Task input:
◆ ◆ ◆

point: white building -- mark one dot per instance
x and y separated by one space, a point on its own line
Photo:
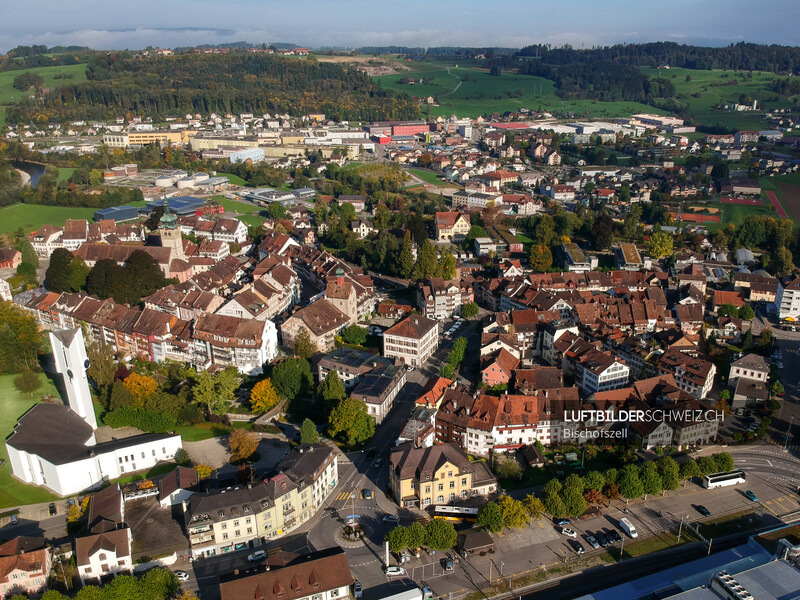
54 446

◆ ◆ ◆

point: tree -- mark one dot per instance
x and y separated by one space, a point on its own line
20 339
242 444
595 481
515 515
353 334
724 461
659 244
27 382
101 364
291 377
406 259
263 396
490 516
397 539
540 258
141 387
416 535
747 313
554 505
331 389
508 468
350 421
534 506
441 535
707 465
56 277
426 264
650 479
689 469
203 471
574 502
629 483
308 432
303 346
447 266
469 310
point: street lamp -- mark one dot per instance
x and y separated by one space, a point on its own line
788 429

◆ ◆ ◆

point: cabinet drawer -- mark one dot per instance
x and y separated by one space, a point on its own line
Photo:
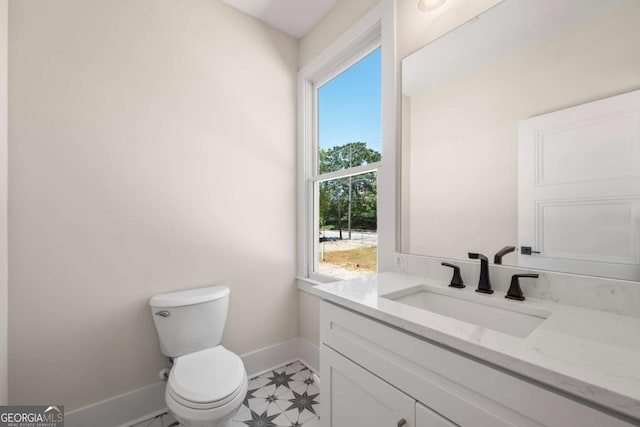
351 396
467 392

◆ ◆ ◆

What you will do: Copy every line of the listing above that contains the string "mark", matching case exactly.

Written response:
point: white building -- mark one dot per instance
point: tree -- mark one dot per instance
point: street lamp -- mark one dot per instance
point: cabinet drawer -- mark one dot per instance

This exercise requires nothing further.